# Short task:
Please copy the material between the lines holding "In this picture, where can the tropicale" and "point(312, 142)", inclusive, substituting "concrete road" for "asphalt road" and changing nothing else.
***** Records for the task *****
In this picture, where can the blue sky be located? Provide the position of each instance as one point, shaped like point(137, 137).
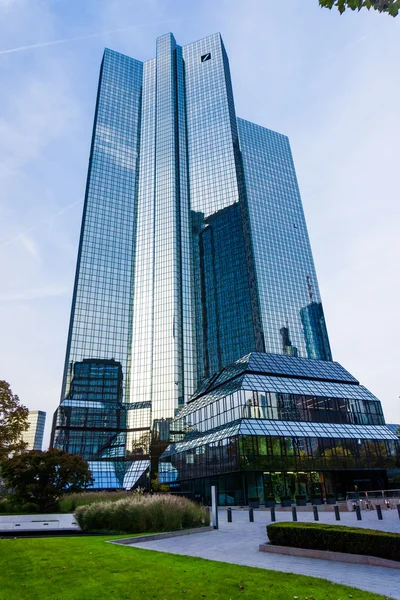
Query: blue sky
point(330, 82)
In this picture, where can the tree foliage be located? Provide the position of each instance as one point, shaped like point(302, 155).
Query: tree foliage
point(13, 421)
point(392, 7)
point(42, 477)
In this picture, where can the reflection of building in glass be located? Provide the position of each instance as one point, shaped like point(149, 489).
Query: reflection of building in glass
point(315, 333)
point(276, 425)
point(34, 435)
point(193, 252)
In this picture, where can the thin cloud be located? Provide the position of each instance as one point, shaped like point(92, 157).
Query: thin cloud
point(34, 293)
point(23, 235)
point(84, 37)
point(30, 246)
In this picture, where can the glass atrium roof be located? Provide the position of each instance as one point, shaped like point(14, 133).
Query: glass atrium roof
point(284, 429)
point(279, 365)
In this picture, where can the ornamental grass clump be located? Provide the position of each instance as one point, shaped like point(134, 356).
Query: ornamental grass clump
point(140, 514)
point(70, 502)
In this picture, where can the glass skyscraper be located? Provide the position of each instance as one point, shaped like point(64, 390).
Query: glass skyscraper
point(193, 253)
point(33, 436)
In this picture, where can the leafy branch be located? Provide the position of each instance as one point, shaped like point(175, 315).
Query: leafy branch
point(392, 7)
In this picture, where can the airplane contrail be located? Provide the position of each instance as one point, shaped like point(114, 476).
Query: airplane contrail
point(81, 37)
point(42, 222)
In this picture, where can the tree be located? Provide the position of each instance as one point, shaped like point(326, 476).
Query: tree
point(13, 421)
point(391, 7)
point(42, 477)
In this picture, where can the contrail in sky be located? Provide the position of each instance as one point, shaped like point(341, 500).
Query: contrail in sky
point(42, 222)
point(82, 37)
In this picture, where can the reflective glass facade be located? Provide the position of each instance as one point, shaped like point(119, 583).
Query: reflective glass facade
point(193, 253)
point(33, 436)
point(271, 425)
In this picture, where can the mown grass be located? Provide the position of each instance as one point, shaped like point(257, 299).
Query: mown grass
point(87, 568)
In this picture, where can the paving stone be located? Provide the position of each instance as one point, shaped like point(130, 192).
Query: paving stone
point(238, 542)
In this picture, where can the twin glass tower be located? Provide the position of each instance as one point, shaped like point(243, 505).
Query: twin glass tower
point(193, 252)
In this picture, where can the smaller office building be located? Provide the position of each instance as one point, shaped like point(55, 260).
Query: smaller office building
point(273, 425)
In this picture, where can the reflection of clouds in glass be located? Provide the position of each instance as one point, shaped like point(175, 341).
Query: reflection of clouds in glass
point(122, 154)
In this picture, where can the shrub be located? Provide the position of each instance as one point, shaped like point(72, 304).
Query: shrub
point(138, 514)
point(336, 538)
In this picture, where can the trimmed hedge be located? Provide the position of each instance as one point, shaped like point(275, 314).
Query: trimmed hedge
point(141, 514)
point(336, 538)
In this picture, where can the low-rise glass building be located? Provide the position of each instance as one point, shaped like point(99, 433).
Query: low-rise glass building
point(273, 425)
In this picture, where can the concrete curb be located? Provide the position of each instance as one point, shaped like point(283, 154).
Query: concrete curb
point(160, 536)
point(359, 559)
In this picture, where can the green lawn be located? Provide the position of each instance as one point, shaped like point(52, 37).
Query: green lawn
point(86, 568)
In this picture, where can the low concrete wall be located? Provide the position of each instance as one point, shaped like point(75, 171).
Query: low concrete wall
point(359, 559)
point(138, 539)
point(37, 522)
point(278, 508)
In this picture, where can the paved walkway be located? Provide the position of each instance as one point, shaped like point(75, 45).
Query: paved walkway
point(238, 542)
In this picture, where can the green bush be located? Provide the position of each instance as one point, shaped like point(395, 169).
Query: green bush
point(139, 514)
point(336, 538)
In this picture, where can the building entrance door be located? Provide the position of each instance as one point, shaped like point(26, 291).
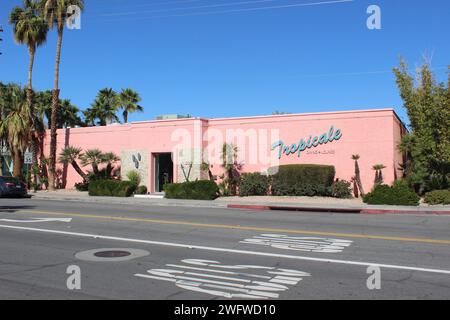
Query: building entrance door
point(163, 170)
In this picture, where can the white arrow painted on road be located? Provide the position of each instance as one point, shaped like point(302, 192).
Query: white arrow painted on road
point(38, 220)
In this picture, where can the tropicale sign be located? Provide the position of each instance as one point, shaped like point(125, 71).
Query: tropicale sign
point(303, 144)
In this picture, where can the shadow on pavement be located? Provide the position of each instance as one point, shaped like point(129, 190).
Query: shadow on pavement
point(14, 208)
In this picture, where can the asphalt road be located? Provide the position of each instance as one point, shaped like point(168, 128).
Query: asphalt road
point(200, 253)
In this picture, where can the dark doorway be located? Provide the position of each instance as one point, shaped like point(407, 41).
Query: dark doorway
point(163, 170)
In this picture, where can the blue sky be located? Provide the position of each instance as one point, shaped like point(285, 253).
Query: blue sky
point(220, 58)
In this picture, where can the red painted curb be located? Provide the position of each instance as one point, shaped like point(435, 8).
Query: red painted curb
point(375, 211)
point(248, 206)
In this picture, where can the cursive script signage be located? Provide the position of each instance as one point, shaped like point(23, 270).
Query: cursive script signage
point(312, 142)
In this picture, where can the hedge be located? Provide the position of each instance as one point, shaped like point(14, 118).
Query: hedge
point(438, 197)
point(196, 190)
point(395, 195)
point(111, 188)
point(254, 184)
point(302, 180)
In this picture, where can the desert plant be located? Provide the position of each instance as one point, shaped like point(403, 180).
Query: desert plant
point(232, 168)
point(302, 180)
point(438, 197)
point(398, 194)
point(141, 190)
point(198, 190)
point(378, 168)
point(134, 177)
point(254, 184)
point(70, 155)
point(341, 189)
point(111, 188)
point(356, 157)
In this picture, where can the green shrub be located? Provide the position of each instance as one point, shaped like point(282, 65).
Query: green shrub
point(111, 188)
point(134, 177)
point(141, 190)
point(341, 189)
point(254, 184)
point(302, 180)
point(196, 190)
point(398, 194)
point(438, 197)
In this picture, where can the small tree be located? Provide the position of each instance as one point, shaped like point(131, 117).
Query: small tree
point(378, 174)
point(427, 146)
point(232, 168)
point(110, 159)
point(70, 155)
point(94, 158)
point(135, 177)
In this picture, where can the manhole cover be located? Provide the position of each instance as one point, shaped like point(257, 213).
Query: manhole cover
point(112, 254)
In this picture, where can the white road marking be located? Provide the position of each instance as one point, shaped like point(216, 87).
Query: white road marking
point(215, 249)
point(307, 244)
point(33, 220)
point(230, 287)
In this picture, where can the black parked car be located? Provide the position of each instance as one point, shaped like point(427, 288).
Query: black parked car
point(12, 187)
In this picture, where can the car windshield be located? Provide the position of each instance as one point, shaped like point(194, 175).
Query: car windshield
point(10, 179)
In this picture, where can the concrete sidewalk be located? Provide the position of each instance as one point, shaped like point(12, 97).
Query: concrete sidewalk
point(309, 204)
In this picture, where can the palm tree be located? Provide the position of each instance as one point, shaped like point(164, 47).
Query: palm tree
point(55, 12)
point(92, 157)
point(68, 115)
point(103, 108)
point(15, 127)
point(70, 155)
point(356, 157)
point(378, 173)
point(129, 100)
point(30, 28)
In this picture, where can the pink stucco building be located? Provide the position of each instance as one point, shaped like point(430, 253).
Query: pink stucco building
point(170, 150)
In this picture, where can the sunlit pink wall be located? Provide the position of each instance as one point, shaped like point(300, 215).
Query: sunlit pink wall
point(373, 134)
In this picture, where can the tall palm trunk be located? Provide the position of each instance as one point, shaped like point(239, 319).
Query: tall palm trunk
point(18, 163)
point(358, 178)
point(1, 163)
point(55, 103)
point(34, 145)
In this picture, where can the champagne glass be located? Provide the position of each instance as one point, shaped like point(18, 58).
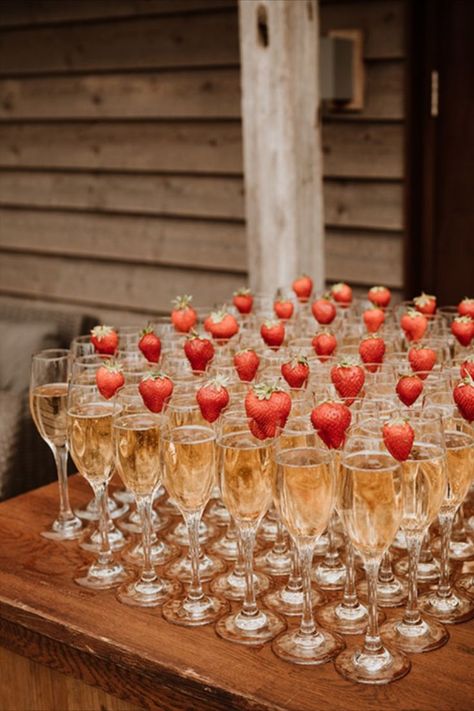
*****
# Task response:
In this picture, where can the tropicale sign be located? Provide the position of each instance as one point, shaped like point(125, 71).
Query: tropicale sign
point(303, 144)
In this picture, where can the shadow on pavement be located? Provide the position of each instance as one point, shaped like point(129, 190).
Query: shadow on pavement
point(14, 208)
In this picture, where can the concrete road be located? Provide the position of each instance as one point, shaped like point(168, 128).
Query: concrete road
point(200, 253)
In this picture, where can the dark doorway be located? Provide the position of each instance as one point, shaped like point(407, 41).
Query: dark doorway
point(163, 170)
In this picture, where can the blue sky be located? Provide the position of each instance as one point, shaped like point(285, 253).
Query: blue sky
point(220, 58)
In this picture, where can the red painted curb be located? Provide the position of each instance as one point, shaped like point(435, 8).
Query: red painted curb
point(375, 211)
point(248, 206)
In this picture, where can the cursive script signage be located? Provide the position of each instance as one point, shaped like point(23, 270).
Query: cursive script signage
point(312, 142)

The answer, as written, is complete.